> _EXCERTO DO TEXTO_:
Lisboa, 09 set 2020 (Lusa) – A realizadora portuguesa Laura Carreira estreia na quinta-feira, no Festival de Veneza, em Itália, a curta-metragem “The Shift”, sobre precariedade, porque a ficção lhe permite chegar “a verdades mais reais”, como contou à agência Lusa.
“The Shift”, que foi selecionado para a secção competitiva Horizontes, onde está também a longa-metragem “Listen”, de Ana Rocha de Sousa, regista em menos de dez minutos a devastação pela qual passa uma mulher depois de perceber, na fila de um supermercado, que ficou sem trabalho.
O filme anterior da realizadora, “Red Hill” (2018), “também já falava do trabalho, mas com uma personagem que estava à beira da reforma”.
“Senti que para este filme queria voltar a falar do tema do trabalho, da dependência e da vulnerabilidade, mas com uma personagem mais jovem, porque esta dependência existe logo muito no início da vida”, contou Laura Carreira a partir de Veneza.
Laura Carreira, que nasceu no Porto em 1994, rumou em 2012 para a Escócia para estudar Cinema, coincidindo na altura com a crise económica que assolou Portugal, e não pensa regressar ao país de origem.
“Estudei Cinema durante quatro anos, trabalhei como cuidadora de uma senhora em cadeira de rodas, trabalhei em restaurantes e agora faço edição em marketing, em ‘part-time’, para anúncios para televisão, para pagar as contas”, explicou.
Está atualmente a desenvolver o próximo filme, a primeira longa-metragem, que contará com coprodução portuguesa, pela Bro Cinema, e britânica, pela Sixteen Films, a produtora do realizador Ken Loach (“Eu, Daniel Blake”, “Passámos por Cá”).
Estar em Veneza permite-lhe fazer alguns contactos, mas “está mais difícil encontrar as pessoas”, numa edição limitada pela covid-19.
Laura Carreira explica que quer continuar a explorar temas que diz serem pouco abordados no cinema, relacionados com pobreza, trabalho, perda de direitos, precariedade, mas sempre pela ficção.
“É muito difícil conseguir retratar [pelo documentário] certos temas com pessoas reais, especialmente o tema do trabalho, o da pobreza. A ficção dá-me uma liberdade muito maior que no documentário nunca encontrei. Com a ficção chego a verdades mais reais. Senti que o documentário me limitava muito”, explicou.
Mesmo escolhendo a ficção, a realizadora considera que falta, por vezes, ligação ao real: “Os problemas com que as pessoas lidam diariamente não são as ficções que nós vemos no cinema”.
“Quando estava a estudar Cinema, era tão estranho ver tantos filmes em que se ignorava completamente a ideia de que as personagens precisavam de trabalhar. E eu não conheço uma pessoa na minha vida que não precise de trabalhar. Para mim, isso é uma discrepância. E nas personagens em filmes, as pessoas têm sempre dinheiro para ir a todo o lado, têm sempre tempo para viajar. E para mim essas representações são muito difíceis, e sinto que são falsas”, disse.
O 77.º Festival de Cinema de Veneza começou no passado dia 02 e termina no próximo sábado.

> _LISTA DE TAREFAS_:
1 – Responda às seguintes perguntas sobre o excerto.
(a) Em que ano nasceu Laura Carreira?
(b) Qual é o título do filme anterior da realizadora?
(c) Para que secção competitiva foi selecionado “The Shift”?
2 – Indique se cada afirmação está de acordo com o excerto, respondendo sim ou não e citando as palavras do excerto que o decidem.
(a) Laura Carreira tenciona regressar a Portugal.
(b) “The Shift” tem menos de dez minutos.
(c) A primeira longa-metragem da realizadora terá apenas coprodução portuguesa.
Baseie-se apenas no excerto para responder.

> _DADOS FORNECIDOS_:
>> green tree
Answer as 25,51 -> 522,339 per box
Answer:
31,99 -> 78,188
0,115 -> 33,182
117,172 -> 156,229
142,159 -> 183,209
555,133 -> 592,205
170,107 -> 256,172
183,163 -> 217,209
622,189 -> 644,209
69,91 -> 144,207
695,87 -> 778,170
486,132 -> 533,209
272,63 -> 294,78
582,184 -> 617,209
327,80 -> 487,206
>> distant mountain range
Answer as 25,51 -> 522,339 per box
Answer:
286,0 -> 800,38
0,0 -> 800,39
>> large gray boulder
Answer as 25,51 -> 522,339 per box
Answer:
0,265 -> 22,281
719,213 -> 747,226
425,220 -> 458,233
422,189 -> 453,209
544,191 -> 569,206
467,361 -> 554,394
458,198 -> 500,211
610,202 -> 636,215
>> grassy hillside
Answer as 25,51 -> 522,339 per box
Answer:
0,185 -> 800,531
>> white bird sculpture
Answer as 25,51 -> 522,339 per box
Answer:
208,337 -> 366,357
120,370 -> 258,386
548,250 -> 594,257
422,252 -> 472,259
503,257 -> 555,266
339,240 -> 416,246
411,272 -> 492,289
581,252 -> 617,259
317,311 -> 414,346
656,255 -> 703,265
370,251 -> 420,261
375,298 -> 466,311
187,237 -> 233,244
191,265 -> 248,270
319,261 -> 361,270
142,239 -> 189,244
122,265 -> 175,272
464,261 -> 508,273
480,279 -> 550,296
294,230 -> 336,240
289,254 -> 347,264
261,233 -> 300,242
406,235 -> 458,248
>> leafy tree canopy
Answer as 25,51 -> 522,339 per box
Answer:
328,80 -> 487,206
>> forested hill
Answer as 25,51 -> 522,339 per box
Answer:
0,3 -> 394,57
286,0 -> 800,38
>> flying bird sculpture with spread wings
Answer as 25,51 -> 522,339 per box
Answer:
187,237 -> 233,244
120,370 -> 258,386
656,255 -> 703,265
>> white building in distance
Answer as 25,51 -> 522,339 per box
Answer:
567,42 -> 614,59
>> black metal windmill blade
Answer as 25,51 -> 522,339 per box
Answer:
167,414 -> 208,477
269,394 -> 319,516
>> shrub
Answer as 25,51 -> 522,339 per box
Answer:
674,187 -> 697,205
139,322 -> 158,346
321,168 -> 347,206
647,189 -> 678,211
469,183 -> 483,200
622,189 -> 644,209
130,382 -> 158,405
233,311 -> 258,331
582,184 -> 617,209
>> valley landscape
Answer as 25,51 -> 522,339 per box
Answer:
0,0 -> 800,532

> _RESPOSTAS POR TAREFA_:
1 –
(a) Em 1994.
(b) “Red Hill” (2018).
(c) Para a secção Horizontes.

2 –
(a) Não: «e não pensa regressar ao país de origem».
(b) Sim: «regista em menos de dez minutos a devastação pela qual passa uma mulher».
(c) Não: «que contará com coprodução portuguesa, pela Bro Cinema, e britânica, pela Sixteen Films».